* start GIVEN INFORMATION *
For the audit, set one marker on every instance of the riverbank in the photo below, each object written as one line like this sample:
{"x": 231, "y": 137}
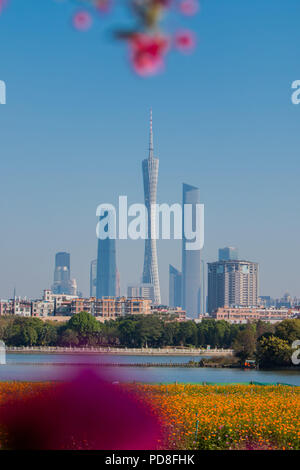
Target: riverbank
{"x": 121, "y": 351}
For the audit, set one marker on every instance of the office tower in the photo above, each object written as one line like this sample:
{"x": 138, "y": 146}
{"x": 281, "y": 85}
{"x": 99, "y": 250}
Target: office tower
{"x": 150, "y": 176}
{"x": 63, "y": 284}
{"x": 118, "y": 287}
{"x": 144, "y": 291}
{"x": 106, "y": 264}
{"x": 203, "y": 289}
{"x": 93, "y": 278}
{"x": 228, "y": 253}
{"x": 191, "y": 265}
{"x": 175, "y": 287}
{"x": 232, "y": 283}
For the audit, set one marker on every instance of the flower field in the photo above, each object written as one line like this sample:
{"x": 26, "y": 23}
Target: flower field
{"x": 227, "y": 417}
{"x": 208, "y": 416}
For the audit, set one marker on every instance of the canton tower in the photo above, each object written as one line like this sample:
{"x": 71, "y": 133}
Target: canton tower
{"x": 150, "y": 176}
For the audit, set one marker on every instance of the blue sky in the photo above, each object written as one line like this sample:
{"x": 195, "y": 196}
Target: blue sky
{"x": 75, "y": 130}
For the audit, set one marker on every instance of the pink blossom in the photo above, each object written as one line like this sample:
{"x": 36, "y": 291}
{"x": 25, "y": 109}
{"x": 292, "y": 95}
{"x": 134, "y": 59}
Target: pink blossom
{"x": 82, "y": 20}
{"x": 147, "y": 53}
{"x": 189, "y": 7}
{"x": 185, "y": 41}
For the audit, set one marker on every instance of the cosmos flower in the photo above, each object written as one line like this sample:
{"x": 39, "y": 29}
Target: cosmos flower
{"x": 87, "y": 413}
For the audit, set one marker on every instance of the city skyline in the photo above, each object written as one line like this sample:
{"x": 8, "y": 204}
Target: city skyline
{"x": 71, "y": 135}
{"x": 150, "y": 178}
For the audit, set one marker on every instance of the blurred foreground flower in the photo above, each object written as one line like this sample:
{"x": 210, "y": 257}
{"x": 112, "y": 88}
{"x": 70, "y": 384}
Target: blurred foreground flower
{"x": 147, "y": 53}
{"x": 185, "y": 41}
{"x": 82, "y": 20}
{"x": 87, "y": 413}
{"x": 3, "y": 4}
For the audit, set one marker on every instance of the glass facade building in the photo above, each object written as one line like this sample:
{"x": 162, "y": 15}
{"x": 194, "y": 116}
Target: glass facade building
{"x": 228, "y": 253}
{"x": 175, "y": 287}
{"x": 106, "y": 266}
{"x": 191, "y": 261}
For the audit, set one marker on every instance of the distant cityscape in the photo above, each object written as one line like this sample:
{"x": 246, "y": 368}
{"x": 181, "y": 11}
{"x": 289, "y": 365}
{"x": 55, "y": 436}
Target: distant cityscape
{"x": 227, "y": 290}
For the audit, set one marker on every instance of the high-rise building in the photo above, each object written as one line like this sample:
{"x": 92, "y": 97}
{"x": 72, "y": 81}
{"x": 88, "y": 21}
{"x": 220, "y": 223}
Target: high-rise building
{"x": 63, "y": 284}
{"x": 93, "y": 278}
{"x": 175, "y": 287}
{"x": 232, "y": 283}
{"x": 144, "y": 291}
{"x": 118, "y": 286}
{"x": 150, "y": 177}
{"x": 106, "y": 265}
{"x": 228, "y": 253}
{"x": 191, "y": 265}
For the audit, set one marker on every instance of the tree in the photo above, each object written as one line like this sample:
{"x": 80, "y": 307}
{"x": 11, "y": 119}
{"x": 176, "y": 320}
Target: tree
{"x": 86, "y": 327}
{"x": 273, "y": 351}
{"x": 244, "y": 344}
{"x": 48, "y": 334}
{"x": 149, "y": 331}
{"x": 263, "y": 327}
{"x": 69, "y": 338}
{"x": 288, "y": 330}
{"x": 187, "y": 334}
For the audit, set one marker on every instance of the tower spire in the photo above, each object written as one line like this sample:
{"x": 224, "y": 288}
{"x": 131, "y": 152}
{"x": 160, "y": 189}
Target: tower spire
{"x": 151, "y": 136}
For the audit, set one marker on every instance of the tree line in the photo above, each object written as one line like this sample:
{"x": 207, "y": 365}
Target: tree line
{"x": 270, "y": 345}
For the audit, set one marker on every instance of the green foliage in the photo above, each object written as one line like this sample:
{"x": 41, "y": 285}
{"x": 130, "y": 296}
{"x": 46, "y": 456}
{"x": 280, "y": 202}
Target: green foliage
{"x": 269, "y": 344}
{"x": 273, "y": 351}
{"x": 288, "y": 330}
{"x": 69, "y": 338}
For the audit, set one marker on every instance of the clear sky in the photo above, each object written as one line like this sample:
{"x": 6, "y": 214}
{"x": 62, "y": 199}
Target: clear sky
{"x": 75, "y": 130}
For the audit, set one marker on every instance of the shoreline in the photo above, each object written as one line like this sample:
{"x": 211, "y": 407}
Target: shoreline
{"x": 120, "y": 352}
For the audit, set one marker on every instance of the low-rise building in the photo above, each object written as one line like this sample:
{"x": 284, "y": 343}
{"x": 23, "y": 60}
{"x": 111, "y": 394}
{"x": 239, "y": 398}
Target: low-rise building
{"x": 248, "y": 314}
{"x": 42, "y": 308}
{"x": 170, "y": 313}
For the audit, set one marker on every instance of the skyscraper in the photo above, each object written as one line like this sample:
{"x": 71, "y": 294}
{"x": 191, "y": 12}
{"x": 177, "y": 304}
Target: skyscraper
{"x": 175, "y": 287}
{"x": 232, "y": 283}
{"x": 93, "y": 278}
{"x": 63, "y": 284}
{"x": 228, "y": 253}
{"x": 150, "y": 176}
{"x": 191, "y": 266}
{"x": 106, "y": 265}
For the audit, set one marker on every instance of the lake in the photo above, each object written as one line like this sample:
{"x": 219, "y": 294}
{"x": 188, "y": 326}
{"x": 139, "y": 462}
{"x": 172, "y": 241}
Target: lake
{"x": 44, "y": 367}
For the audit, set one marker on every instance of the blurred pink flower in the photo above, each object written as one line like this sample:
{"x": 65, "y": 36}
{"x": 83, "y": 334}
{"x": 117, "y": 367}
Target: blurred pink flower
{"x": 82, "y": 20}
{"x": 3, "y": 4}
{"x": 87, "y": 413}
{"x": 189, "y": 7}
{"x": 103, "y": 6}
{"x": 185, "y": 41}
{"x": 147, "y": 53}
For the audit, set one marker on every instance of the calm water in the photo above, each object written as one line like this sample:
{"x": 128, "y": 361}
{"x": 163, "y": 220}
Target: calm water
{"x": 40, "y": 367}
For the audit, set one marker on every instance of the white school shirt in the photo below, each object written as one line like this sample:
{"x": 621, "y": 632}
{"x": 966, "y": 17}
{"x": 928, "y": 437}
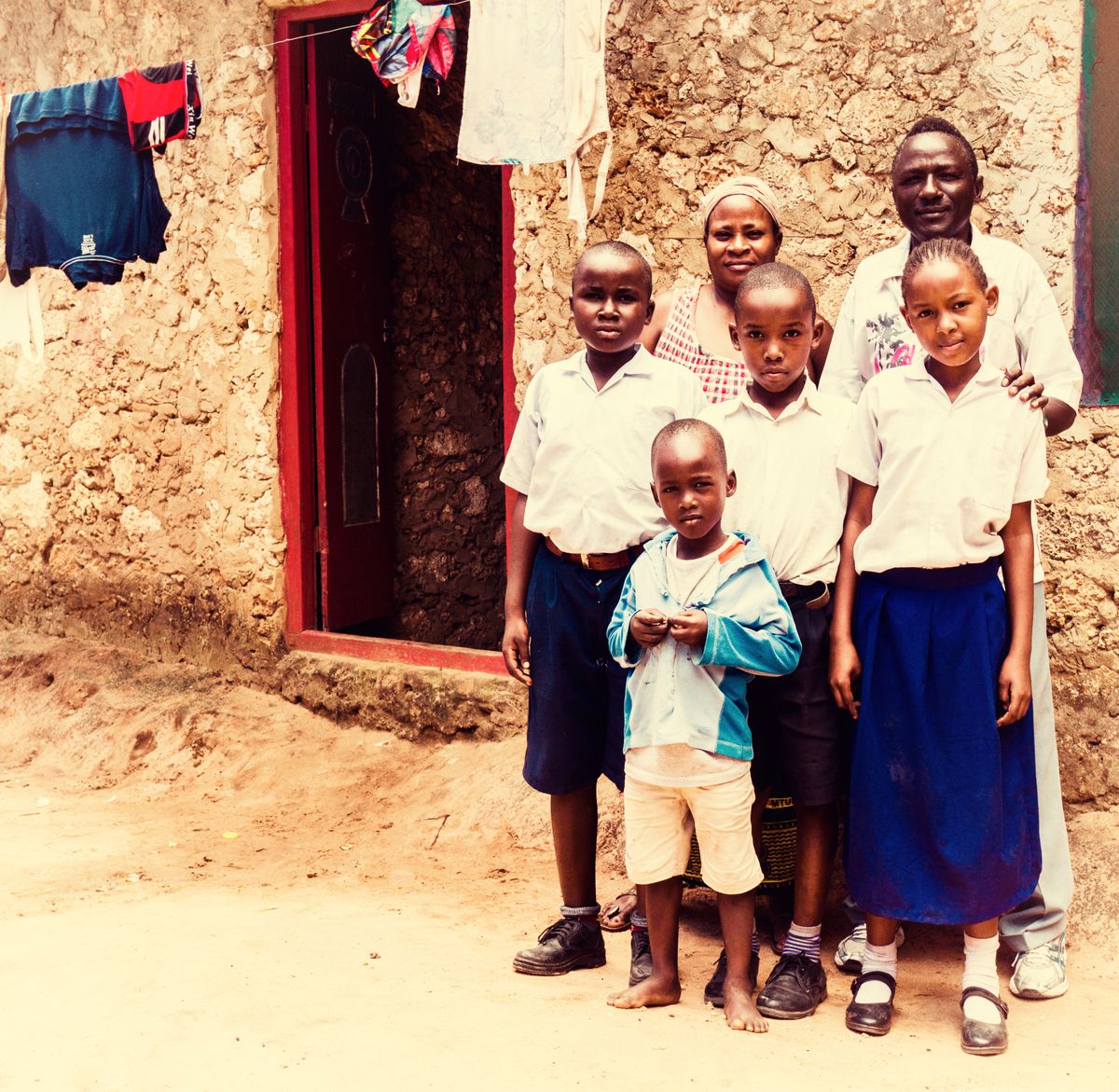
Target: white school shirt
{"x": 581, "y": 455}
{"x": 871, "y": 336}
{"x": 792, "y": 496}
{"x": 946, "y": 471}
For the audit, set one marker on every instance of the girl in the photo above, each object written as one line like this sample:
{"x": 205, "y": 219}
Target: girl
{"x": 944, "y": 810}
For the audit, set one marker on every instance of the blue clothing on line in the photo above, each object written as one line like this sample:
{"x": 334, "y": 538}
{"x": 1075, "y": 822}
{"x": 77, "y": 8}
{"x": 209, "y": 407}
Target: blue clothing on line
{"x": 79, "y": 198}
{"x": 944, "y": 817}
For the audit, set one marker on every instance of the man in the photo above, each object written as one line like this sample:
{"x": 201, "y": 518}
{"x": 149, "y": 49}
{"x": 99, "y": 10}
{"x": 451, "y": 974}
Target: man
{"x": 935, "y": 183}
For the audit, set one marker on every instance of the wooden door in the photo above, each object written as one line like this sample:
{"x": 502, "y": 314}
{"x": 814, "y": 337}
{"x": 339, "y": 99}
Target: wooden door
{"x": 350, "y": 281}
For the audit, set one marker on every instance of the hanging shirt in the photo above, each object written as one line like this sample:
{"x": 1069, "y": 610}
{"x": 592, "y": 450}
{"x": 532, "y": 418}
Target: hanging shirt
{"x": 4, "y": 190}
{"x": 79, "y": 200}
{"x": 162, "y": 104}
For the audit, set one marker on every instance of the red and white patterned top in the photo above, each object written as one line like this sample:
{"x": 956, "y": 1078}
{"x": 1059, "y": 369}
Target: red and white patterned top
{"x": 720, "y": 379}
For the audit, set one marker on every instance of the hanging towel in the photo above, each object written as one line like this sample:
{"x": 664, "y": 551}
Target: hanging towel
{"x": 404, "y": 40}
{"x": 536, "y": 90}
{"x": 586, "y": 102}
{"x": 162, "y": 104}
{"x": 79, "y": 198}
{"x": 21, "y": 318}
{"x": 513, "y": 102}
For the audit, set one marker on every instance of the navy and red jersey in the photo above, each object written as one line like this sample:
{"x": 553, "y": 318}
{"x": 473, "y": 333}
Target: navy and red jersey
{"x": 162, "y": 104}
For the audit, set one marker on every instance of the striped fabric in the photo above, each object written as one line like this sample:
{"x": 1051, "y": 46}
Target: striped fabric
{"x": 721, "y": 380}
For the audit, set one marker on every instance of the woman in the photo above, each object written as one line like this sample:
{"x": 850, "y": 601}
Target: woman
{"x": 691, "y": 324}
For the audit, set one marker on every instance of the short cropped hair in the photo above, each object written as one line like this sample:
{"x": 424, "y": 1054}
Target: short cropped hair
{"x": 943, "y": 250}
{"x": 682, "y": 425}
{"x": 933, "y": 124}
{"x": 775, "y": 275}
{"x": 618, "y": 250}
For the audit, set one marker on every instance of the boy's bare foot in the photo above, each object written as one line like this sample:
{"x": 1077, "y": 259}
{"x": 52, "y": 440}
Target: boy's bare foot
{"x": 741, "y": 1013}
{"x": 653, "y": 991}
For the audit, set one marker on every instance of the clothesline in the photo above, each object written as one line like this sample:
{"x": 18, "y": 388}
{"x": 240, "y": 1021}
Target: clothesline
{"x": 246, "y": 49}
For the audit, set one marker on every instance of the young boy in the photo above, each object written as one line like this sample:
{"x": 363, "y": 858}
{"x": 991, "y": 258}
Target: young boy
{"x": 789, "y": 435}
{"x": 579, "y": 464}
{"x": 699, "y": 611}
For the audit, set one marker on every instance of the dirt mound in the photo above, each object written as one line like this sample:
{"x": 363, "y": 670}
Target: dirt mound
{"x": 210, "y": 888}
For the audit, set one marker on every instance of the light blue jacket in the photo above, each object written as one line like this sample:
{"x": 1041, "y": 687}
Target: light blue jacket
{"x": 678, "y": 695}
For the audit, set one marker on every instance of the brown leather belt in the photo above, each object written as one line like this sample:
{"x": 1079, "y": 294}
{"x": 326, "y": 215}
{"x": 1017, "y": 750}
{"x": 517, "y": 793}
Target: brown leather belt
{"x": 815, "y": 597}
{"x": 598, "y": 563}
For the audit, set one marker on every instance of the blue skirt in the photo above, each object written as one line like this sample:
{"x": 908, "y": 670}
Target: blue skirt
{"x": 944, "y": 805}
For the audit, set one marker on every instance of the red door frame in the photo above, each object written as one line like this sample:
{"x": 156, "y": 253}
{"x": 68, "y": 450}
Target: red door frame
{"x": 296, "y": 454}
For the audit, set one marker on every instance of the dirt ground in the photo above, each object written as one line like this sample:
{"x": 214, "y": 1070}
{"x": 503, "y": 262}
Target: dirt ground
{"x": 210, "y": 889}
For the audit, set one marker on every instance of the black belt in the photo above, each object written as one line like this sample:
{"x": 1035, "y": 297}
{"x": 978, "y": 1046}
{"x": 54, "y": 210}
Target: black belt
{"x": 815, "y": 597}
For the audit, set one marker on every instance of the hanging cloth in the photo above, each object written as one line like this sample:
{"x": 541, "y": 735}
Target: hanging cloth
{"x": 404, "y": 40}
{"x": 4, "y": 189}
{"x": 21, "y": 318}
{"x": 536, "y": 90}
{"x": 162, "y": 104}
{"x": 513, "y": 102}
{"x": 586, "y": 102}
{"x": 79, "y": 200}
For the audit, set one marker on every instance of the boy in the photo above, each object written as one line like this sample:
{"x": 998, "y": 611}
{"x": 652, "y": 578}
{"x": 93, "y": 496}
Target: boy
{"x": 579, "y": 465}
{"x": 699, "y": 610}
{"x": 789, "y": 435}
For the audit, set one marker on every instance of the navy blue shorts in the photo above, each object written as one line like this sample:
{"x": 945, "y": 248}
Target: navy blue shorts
* end GIVEN INFORMATION *
» **TASK PROMPT**
Everything from the line that contains "the dirt ground" through the end of the records must be duplicated exactly, and nothing outside that range.

» **RESULT OF THE EXERCISE**
For the audit, set one marker on every instance of the dirt ground in the photo above, each object written as one line like this sample:
{"x": 214, "y": 1070}
{"x": 503, "y": 262}
Target: dirt ground
{"x": 210, "y": 889}
For the audit, set one marker on every instance of the black belt in the photo above, each object written as one line like this sample:
{"x": 1035, "y": 297}
{"x": 978, "y": 1046}
{"x": 54, "y": 210}
Target: black belt
{"x": 815, "y": 597}
For the audit, set one marker on every instance of the hanging cloth in the photo above, each object written as one line like this sample:
{"x": 541, "y": 735}
Target: hanging cloth
{"x": 404, "y": 40}
{"x": 4, "y": 189}
{"x": 21, "y": 318}
{"x": 536, "y": 90}
{"x": 162, "y": 104}
{"x": 513, "y": 102}
{"x": 586, "y": 102}
{"x": 79, "y": 200}
For the audit, set one marker on every instance of the boy in the photo above, each object written as one line like this sample:
{"x": 998, "y": 611}
{"x": 652, "y": 578}
{"x": 93, "y": 496}
Target: boy
{"x": 579, "y": 465}
{"x": 699, "y": 610}
{"x": 789, "y": 435}
For the audit, set one marker on every instance of the navy blue shorts in the photo above, each object written as one line like this sample:
{"x": 945, "y": 248}
Target: navy blue shorts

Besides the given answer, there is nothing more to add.